Tell me, please, how many lines in the records below include the word "lake". Give no more than the number.

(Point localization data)
--- START ---

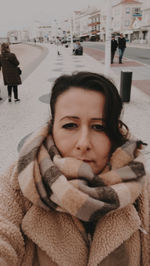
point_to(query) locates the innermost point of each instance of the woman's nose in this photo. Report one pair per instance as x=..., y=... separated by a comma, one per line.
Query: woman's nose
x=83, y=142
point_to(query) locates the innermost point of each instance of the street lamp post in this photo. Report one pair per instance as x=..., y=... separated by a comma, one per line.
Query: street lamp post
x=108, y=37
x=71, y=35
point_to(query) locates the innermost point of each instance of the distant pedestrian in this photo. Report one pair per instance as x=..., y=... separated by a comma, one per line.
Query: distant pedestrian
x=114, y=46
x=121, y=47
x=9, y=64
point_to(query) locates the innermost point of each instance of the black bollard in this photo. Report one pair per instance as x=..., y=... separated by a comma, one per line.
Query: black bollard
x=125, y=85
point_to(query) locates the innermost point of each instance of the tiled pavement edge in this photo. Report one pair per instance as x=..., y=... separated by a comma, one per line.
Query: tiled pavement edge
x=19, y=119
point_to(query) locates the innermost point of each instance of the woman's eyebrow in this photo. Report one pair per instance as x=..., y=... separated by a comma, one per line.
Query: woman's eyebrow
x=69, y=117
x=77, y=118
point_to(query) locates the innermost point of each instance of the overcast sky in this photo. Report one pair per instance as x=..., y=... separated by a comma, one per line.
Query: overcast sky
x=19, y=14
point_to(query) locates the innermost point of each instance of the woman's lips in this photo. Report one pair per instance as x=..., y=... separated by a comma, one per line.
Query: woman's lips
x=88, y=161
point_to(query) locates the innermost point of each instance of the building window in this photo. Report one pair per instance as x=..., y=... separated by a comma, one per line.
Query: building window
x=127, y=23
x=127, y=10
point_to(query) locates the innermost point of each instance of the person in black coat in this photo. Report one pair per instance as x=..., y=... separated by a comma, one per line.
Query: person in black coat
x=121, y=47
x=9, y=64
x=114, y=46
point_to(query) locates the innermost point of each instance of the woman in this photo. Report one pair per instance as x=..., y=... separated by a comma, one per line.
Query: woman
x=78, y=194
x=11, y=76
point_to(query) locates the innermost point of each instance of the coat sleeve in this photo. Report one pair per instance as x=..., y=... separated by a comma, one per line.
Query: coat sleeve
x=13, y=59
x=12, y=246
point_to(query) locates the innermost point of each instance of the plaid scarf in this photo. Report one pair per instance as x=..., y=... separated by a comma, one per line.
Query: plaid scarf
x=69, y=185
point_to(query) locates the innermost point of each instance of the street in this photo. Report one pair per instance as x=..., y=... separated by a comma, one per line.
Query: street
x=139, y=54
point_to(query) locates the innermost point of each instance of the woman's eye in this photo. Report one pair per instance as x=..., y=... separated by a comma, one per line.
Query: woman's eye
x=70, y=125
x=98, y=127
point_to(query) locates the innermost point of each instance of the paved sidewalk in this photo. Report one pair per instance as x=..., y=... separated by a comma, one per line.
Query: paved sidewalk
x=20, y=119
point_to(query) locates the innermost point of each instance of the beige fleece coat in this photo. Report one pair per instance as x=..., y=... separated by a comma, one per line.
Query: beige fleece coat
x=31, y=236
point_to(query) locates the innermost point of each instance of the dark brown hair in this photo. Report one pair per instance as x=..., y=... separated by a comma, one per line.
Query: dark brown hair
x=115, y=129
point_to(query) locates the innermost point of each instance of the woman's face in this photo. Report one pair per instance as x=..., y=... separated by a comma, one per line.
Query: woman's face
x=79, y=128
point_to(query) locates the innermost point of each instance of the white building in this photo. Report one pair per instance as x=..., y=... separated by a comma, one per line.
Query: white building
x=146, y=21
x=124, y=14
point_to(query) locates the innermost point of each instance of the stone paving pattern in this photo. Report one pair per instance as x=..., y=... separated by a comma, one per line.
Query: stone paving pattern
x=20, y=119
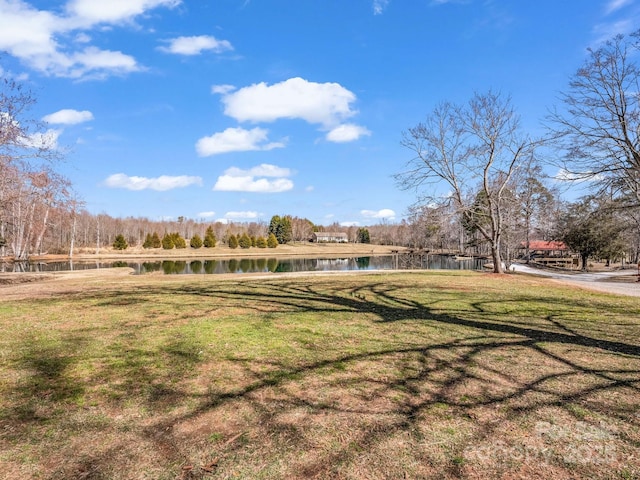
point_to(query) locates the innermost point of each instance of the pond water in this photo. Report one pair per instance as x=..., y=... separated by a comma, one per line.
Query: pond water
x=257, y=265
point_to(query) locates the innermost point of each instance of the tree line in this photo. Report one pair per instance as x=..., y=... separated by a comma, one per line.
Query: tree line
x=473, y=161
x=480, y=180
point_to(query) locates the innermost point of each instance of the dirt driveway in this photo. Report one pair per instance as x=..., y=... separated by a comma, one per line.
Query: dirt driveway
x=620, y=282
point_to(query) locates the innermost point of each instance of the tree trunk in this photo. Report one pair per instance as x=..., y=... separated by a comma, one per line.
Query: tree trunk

--- END ---
--- START ---

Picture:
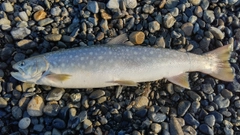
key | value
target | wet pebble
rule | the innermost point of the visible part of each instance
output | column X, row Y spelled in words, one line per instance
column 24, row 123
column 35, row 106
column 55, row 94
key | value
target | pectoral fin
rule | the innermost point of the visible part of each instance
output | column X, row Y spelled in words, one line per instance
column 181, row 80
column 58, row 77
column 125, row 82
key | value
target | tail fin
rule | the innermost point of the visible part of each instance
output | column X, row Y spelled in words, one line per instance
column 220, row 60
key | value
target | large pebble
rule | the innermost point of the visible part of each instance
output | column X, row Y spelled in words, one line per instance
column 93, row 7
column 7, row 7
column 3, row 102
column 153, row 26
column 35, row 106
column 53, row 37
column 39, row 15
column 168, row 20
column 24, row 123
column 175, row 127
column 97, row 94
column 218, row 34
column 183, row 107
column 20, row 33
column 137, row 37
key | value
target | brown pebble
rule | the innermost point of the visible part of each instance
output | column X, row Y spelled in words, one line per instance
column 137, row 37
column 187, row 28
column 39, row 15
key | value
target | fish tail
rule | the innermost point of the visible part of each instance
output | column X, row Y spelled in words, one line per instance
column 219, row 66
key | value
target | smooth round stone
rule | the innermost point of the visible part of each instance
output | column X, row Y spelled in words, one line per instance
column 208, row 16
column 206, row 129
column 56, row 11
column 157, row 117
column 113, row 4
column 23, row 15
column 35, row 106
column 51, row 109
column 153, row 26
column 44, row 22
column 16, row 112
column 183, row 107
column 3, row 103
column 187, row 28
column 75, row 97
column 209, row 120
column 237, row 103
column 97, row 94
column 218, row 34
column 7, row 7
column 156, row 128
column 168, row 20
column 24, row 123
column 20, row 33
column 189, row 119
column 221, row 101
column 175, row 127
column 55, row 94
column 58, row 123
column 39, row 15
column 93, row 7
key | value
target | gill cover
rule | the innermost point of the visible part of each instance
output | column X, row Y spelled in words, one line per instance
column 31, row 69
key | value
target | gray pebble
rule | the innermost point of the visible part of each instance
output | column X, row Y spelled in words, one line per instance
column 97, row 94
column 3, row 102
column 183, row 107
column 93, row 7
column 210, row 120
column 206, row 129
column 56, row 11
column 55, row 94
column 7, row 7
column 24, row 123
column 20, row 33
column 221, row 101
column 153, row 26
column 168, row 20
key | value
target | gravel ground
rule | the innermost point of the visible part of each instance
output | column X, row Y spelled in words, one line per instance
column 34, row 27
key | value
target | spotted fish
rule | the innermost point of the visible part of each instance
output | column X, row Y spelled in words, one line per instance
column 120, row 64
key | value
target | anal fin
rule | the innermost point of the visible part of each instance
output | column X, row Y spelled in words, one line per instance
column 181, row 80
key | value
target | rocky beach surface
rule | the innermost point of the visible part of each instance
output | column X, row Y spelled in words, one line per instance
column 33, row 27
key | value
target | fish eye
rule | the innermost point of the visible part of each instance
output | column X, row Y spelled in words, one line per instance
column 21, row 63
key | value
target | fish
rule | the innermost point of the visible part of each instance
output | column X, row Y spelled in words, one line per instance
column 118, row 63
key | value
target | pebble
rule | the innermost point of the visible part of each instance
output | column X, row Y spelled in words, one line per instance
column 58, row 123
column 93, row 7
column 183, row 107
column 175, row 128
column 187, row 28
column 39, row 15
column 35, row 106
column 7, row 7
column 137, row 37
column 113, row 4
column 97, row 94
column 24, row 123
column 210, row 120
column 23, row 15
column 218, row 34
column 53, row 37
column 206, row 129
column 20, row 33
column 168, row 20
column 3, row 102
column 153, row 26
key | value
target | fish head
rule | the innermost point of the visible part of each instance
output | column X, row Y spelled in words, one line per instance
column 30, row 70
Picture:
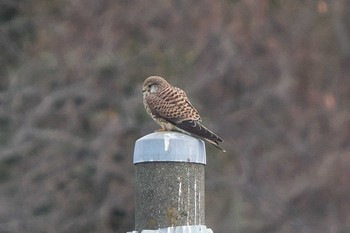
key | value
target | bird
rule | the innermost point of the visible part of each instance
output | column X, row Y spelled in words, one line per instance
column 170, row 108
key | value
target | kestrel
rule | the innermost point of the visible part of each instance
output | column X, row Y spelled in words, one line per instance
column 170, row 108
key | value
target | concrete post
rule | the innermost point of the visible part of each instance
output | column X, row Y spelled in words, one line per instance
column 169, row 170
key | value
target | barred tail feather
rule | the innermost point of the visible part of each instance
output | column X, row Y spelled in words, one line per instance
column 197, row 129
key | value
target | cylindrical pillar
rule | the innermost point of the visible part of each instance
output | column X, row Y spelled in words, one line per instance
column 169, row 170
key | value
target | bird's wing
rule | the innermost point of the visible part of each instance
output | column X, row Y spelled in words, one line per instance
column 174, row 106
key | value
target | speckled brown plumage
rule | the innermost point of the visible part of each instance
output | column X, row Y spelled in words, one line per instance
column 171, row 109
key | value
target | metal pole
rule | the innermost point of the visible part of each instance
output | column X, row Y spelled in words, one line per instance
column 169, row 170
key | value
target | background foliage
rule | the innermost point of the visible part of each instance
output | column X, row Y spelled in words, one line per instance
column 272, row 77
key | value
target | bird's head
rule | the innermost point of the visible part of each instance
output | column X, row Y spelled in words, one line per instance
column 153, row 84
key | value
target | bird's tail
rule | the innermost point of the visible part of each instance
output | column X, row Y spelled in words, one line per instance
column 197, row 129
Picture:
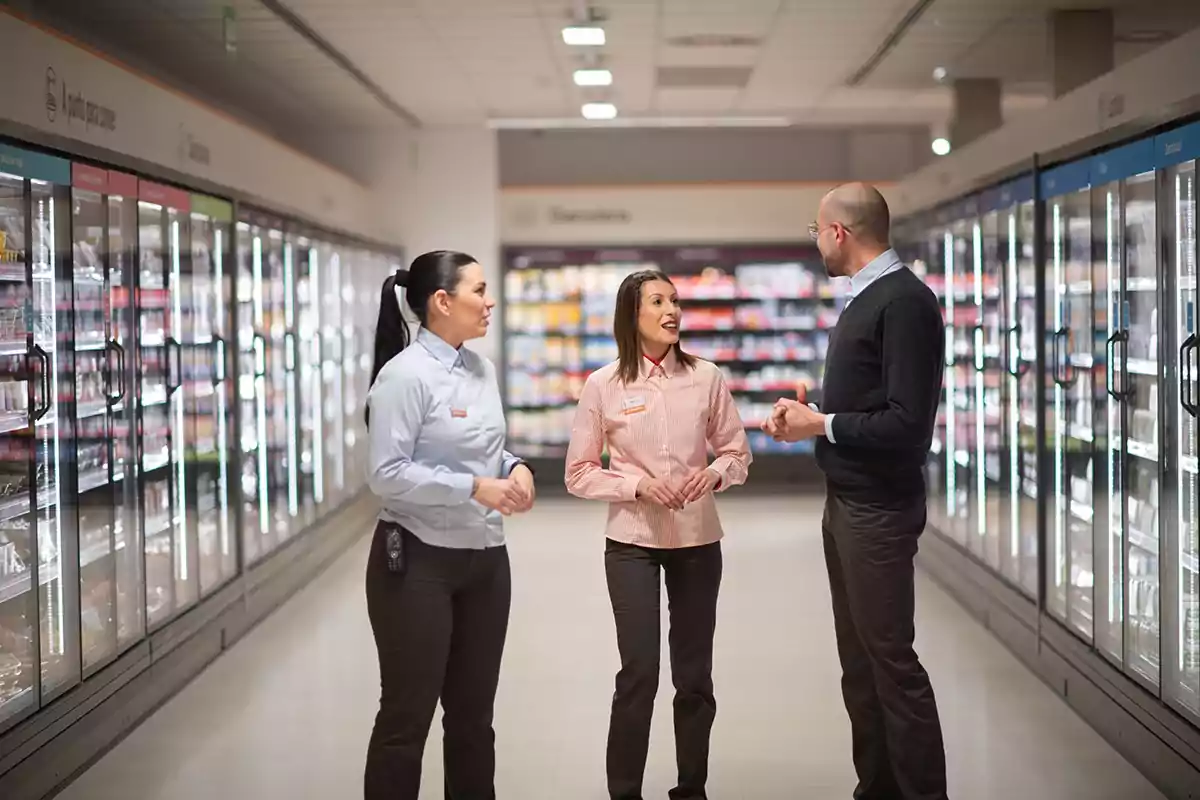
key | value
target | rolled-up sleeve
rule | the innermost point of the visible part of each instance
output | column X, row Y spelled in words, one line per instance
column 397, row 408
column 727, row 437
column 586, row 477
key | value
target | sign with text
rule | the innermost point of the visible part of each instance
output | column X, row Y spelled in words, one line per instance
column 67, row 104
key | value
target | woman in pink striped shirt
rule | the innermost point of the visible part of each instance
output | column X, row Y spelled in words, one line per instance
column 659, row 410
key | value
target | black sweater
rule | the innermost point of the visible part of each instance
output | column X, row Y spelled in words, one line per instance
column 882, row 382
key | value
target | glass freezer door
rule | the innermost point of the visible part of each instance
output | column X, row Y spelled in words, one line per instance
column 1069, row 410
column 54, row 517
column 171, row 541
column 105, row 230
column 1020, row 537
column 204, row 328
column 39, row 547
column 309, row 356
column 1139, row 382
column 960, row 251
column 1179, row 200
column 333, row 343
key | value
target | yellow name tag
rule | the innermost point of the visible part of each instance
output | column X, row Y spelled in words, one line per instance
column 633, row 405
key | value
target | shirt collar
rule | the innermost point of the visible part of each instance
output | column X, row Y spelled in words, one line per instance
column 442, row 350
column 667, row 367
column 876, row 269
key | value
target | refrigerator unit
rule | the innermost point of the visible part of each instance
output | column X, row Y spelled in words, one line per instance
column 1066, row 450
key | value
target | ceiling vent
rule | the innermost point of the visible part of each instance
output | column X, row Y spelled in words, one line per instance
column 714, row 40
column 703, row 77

--- END ---
--- START ---

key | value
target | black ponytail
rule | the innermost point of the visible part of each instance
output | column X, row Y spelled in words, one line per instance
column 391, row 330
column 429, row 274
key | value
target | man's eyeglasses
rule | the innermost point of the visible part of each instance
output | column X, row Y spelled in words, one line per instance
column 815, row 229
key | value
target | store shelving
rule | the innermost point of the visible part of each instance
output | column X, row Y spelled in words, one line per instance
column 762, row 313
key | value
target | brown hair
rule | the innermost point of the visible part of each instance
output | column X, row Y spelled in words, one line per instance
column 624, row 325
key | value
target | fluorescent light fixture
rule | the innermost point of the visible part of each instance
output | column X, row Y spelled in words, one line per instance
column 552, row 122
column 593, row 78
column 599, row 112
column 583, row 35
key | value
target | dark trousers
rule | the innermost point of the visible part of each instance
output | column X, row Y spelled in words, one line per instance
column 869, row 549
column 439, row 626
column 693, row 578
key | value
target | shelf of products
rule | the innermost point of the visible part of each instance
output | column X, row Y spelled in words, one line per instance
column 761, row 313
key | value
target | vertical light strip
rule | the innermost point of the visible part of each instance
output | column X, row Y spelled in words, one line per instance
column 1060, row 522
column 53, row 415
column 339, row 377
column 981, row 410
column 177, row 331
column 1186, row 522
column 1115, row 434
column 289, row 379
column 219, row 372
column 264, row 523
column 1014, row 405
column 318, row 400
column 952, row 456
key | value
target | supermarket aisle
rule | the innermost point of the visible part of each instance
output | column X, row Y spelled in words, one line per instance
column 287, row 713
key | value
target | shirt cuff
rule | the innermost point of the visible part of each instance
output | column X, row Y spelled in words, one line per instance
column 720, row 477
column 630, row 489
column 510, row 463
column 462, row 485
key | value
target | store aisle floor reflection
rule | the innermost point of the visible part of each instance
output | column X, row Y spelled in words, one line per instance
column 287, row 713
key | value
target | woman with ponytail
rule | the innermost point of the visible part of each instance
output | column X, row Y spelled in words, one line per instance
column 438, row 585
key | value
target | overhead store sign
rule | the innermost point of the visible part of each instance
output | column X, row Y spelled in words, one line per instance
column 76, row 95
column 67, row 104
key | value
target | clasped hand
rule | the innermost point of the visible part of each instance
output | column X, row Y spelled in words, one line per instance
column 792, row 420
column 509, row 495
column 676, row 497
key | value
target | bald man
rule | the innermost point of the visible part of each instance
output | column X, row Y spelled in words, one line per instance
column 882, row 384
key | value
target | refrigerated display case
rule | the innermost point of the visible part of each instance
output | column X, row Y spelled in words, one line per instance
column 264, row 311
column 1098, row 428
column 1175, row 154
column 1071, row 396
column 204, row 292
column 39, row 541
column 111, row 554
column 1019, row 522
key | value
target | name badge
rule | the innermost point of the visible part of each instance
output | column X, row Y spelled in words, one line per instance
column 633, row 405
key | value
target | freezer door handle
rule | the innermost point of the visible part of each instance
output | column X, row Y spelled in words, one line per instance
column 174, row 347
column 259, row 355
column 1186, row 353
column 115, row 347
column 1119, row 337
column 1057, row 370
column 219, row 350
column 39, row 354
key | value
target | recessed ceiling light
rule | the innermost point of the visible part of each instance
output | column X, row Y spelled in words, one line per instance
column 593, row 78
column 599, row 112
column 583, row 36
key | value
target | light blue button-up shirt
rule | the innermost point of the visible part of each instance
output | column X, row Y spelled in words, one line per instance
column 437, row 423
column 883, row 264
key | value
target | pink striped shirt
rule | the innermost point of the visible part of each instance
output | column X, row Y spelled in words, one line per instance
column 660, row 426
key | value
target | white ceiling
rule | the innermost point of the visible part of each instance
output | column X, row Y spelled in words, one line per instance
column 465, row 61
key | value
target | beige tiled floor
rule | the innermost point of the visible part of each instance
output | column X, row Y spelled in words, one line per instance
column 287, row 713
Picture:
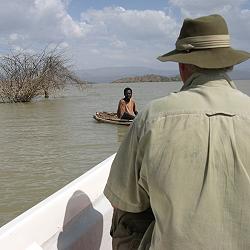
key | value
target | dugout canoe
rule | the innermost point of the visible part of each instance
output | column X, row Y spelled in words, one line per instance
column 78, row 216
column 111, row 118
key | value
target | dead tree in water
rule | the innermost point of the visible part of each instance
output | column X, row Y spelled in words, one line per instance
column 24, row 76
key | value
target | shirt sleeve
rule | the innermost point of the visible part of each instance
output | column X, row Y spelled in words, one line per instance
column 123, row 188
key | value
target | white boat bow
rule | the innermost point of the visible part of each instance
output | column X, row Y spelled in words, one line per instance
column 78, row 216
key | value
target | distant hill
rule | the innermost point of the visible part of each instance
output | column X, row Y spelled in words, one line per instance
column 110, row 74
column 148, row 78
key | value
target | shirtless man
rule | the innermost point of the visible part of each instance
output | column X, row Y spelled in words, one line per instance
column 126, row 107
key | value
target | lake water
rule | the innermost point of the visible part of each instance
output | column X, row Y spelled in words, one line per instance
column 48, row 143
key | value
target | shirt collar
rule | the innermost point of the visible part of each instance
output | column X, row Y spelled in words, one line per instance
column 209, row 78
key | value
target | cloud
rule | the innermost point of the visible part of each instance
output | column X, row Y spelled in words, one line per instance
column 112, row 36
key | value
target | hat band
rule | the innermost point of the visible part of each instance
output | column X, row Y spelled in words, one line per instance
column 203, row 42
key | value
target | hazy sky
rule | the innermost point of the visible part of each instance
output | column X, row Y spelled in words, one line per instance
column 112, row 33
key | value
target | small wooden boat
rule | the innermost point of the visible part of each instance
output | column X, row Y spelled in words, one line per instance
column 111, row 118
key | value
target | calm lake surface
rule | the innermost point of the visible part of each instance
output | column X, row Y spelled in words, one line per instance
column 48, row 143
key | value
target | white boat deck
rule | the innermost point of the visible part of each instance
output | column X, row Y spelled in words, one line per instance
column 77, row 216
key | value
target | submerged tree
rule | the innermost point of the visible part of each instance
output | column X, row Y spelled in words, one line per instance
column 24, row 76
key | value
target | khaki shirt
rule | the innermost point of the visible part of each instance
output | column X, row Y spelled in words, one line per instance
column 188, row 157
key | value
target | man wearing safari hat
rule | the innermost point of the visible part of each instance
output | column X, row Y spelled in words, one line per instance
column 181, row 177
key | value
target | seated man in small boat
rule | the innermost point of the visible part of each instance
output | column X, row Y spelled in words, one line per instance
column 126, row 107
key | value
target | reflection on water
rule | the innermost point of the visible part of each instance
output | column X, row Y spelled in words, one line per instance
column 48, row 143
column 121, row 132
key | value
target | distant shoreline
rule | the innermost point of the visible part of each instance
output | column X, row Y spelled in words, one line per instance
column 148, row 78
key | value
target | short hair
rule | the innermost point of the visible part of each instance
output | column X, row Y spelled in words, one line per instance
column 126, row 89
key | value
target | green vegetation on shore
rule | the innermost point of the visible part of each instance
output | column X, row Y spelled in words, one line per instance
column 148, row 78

--- END ---

• Reply to the exercise: 2